Work instructions:
Collect every line from the items below that contains the word "graffiti" and copy each one unchanged.

Provided data:
........
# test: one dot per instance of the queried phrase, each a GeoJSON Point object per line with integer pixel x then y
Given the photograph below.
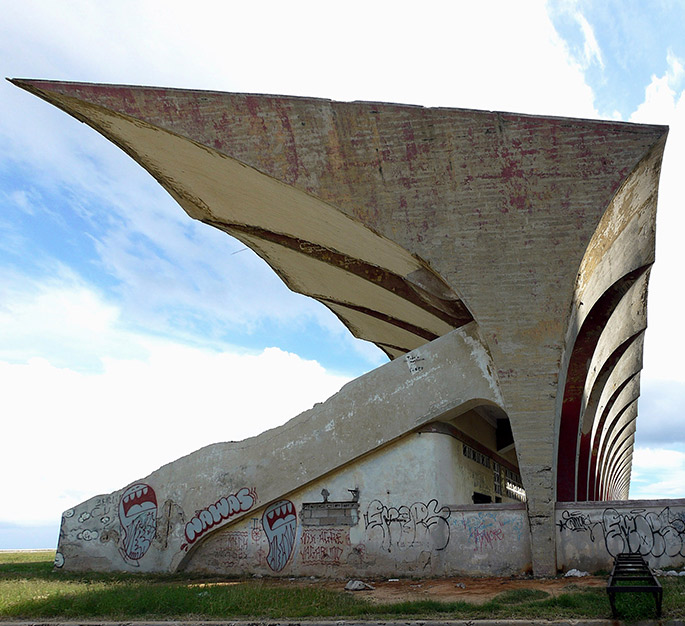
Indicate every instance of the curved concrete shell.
{"type": "Point", "coordinates": [513, 249]}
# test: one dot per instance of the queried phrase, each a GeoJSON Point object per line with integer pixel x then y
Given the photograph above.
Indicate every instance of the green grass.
{"type": "Point", "coordinates": [30, 589]}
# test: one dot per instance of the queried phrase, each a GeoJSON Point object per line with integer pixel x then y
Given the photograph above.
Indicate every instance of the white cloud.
{"type": "Point", "coordinates": [657, 473]}
{"type": "Point", "coordinates": [664, 104]}
{"type": "Point", "coordinates": [72, 434]}
{"type": "Point", "coordinates": [591, 50]}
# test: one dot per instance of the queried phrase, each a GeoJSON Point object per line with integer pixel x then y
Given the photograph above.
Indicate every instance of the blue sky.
{"type": "Point", "coordinates": [130, 335]}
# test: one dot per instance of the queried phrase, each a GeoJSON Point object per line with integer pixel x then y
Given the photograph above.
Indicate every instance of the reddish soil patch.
{"type": "Point", "coordinates": [476, 590]}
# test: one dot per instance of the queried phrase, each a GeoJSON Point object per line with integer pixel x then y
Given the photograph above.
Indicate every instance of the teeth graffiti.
{"type": "Point", "coordinates": [280, 523]}
{"type": "Point", "coordinates": [138, 519]}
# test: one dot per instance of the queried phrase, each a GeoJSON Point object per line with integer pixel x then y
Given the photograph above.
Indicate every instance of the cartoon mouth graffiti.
{"type": "Point", "coordinates": [280, 522]}
{"type": "Point", "coordinates": [138, 518]}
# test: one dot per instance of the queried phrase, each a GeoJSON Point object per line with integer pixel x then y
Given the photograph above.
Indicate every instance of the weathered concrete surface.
{"type": "Point", "coordinates": [592, 533]}
{"type": "Point", "coordinates": [408, 222]}
{"type": "Point", "coordinates": [156, 523]}
{"type": "Point", "coordinates": [406, 524]}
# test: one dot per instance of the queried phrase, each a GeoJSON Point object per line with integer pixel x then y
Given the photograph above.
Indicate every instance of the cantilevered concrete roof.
{"type": "Point", "coordinates": [409, 222]}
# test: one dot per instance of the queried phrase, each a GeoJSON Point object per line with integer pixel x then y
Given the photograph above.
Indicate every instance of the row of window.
{"type": "Point", "coordinates": [502, 480]}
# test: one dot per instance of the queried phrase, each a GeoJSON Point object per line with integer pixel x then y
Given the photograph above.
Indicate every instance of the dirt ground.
{"type": "Point", "coordinates": [476, 590]}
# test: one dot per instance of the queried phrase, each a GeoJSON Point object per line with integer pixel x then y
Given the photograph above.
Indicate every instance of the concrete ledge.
{"type": "Point", "coordinates": [459, 622]}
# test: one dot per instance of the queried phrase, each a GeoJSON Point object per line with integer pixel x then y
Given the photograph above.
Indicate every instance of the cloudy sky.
{"type": "Point", "coordinates": [131, 335]}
........
Response for this exercise:
Indicate every instance of the teeth graffiti.
Indicate every instance of the cartoon mouth graffiti.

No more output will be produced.